RECORDS FOR THIS EXERCISE:
□ □ □ □ □ □ □

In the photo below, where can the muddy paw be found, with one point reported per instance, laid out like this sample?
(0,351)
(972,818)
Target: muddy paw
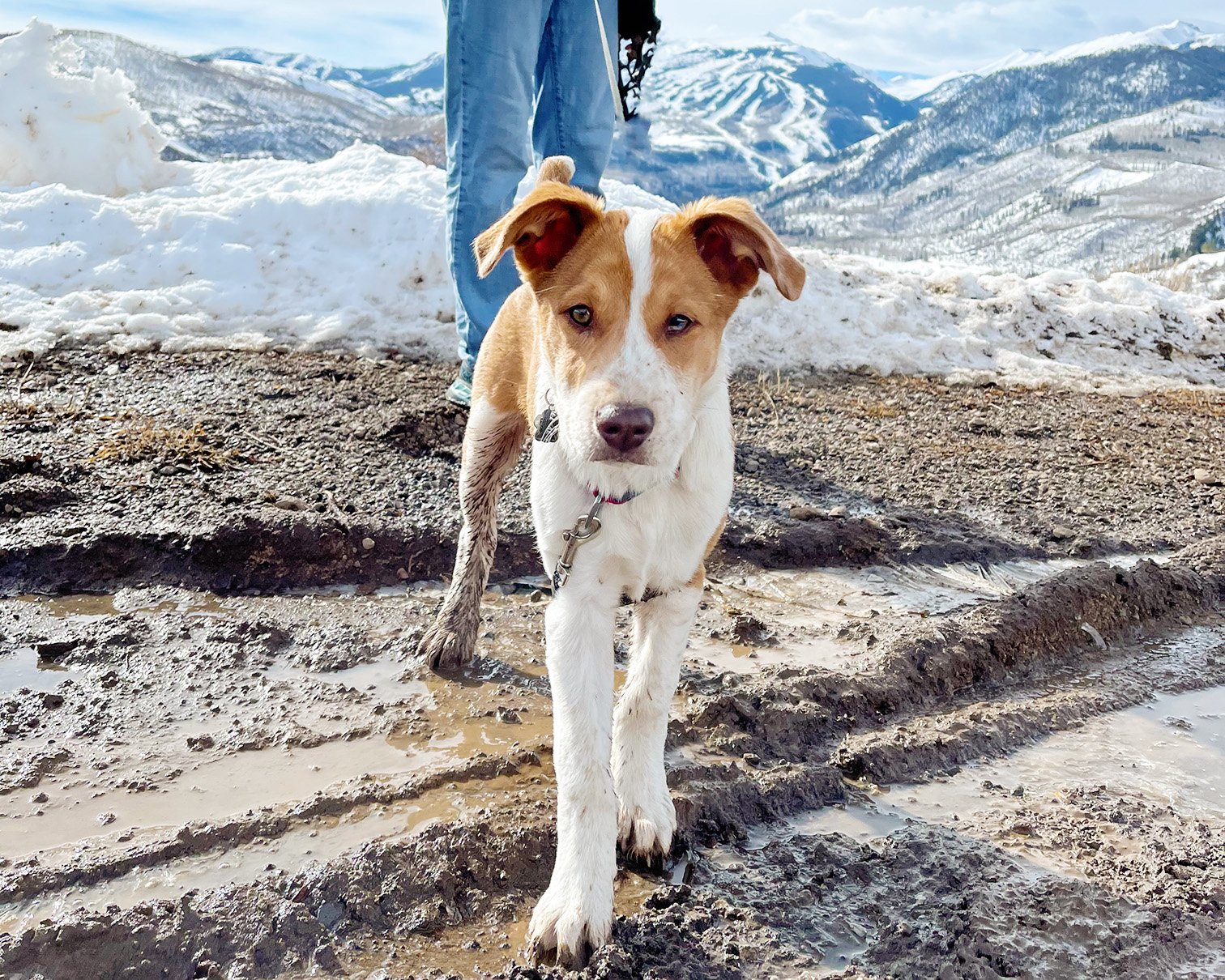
(645,832)
(446,650)
(567,927)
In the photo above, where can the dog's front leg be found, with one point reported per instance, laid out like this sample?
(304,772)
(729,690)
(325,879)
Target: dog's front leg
(646,816)
(574,915)
(492,445)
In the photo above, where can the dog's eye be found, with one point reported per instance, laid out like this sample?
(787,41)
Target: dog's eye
(581,316)
(677,324)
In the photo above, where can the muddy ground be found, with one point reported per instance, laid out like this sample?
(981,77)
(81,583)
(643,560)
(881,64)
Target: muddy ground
(952,708)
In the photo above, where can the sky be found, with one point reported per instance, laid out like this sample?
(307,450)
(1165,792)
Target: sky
(926,38)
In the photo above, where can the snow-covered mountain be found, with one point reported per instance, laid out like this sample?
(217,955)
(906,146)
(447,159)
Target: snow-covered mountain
(1096,156)
(1096,160)
(715,119)
(729,119)
(1174,35)
(217,109)
(414,88)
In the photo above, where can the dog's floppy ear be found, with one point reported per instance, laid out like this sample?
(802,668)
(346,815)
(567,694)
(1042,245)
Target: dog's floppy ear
(543,227)
(735,244)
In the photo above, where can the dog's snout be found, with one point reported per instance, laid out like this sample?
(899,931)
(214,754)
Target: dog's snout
(625,428)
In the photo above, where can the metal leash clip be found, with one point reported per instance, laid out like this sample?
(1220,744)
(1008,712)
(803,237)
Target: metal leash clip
(586,527)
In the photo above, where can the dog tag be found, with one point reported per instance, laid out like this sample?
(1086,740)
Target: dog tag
(547,427)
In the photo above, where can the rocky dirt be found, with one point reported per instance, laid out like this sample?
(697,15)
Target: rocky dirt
(220,760)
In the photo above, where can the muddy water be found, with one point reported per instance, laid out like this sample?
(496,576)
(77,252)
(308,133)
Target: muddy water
(1167,752)
(358,712)
(816,616)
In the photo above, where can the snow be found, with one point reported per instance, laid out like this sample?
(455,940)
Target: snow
(62,126)
(1174,35)
(1098,179)
(348,254)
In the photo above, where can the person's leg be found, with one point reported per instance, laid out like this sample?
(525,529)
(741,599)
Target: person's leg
(574,109)
(489,69)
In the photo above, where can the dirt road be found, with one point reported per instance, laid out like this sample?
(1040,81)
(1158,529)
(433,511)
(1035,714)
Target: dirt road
(952,709)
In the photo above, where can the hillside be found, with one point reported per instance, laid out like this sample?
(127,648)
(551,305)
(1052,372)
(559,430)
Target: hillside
(236,109)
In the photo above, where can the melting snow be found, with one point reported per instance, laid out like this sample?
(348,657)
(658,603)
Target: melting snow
(113,246)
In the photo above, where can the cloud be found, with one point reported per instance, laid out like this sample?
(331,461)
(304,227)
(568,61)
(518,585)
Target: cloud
(359,33)
(928,38)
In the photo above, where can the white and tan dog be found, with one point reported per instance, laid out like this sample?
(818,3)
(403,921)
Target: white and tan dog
(612,351)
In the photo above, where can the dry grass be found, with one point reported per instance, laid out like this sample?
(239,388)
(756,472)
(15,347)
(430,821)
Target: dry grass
(151,441)
(880,411)
(1191,401)
(26,409)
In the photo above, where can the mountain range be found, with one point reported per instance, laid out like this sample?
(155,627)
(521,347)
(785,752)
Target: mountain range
(1095,156)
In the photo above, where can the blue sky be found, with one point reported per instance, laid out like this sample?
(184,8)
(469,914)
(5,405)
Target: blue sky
(920,36)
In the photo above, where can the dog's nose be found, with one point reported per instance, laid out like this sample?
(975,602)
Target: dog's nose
(625,428)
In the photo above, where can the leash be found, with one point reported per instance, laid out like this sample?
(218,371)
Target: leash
(588,525)
(617,110)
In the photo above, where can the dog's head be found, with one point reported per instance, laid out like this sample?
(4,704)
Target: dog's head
(632,306)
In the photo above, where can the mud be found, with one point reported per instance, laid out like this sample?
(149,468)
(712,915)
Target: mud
(952,705)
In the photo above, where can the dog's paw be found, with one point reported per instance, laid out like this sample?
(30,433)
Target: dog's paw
(646,827)
(446,650)
(569,924)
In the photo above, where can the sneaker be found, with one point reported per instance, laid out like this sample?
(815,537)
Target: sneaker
(459,394)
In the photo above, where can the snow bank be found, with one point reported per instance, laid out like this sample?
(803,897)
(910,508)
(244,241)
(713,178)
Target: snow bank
(1122,334)
(349,253)
(60,126)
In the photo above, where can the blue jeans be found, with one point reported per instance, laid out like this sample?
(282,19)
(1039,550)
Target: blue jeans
(502,58)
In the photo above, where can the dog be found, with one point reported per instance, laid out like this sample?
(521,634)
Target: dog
(610,353)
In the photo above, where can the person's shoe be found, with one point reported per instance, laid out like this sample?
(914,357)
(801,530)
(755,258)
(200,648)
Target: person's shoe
(459,394)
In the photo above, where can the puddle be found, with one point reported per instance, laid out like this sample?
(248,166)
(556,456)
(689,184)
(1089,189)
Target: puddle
(1169,752)
(24,668)
(76,812)
(289,853)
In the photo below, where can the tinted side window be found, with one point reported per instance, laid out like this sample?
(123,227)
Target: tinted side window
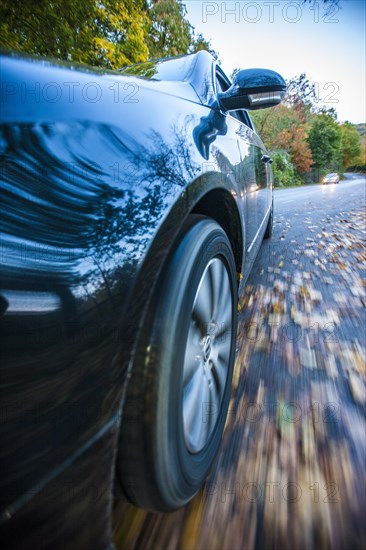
(222,86)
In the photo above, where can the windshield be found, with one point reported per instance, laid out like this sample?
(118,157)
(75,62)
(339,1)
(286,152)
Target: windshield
(176,68)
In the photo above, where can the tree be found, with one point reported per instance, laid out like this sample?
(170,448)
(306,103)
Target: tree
(301,91)
(106,33)
(295,141)
(325,143)
(170,33)
(350,145)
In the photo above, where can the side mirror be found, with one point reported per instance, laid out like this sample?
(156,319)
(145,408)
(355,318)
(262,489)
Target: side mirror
(253,89)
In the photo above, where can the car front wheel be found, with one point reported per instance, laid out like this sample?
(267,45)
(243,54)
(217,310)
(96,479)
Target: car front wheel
(179,389)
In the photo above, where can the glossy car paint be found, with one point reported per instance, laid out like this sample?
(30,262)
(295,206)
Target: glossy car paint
(99,171)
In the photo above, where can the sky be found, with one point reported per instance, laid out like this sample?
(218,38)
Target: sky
(292,38)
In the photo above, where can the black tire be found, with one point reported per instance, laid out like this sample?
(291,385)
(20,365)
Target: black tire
(269,229)
(161,462)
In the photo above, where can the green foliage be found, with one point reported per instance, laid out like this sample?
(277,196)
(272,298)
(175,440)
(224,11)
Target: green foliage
(105,33)
(170,33)
(325,143)
(350,145)
(109,33)
(284,171)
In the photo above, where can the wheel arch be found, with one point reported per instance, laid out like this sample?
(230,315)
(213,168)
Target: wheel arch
(219,205)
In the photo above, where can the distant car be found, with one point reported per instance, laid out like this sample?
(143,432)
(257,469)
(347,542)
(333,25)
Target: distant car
(134,205)
(330,178)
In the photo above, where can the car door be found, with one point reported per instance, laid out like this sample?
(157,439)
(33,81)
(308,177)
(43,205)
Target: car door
(255,176)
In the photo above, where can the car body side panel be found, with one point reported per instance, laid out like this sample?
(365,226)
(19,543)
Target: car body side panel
(94,194)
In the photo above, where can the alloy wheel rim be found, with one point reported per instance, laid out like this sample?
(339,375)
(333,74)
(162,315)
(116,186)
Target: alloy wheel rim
(207,355)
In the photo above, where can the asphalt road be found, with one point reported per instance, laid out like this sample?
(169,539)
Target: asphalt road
(291,469)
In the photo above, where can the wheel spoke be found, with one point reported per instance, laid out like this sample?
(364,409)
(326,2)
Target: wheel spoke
(192,405)
(207,355)
(193,356)
(219,372)
(201,309)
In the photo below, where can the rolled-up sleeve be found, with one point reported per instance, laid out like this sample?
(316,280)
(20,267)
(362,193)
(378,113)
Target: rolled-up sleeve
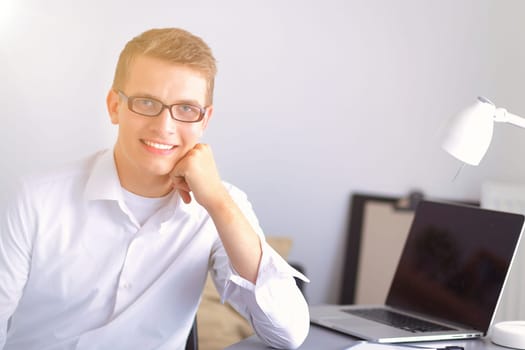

□ □ □ □ □ □ □

List all lines in the material containing the string "rolled".

FINISHED EXERCISE:
In the photo below, where can the rolled-up sleeve be found, with one point reported per instance, laid out like this sample?
Target: rolled-up sleeve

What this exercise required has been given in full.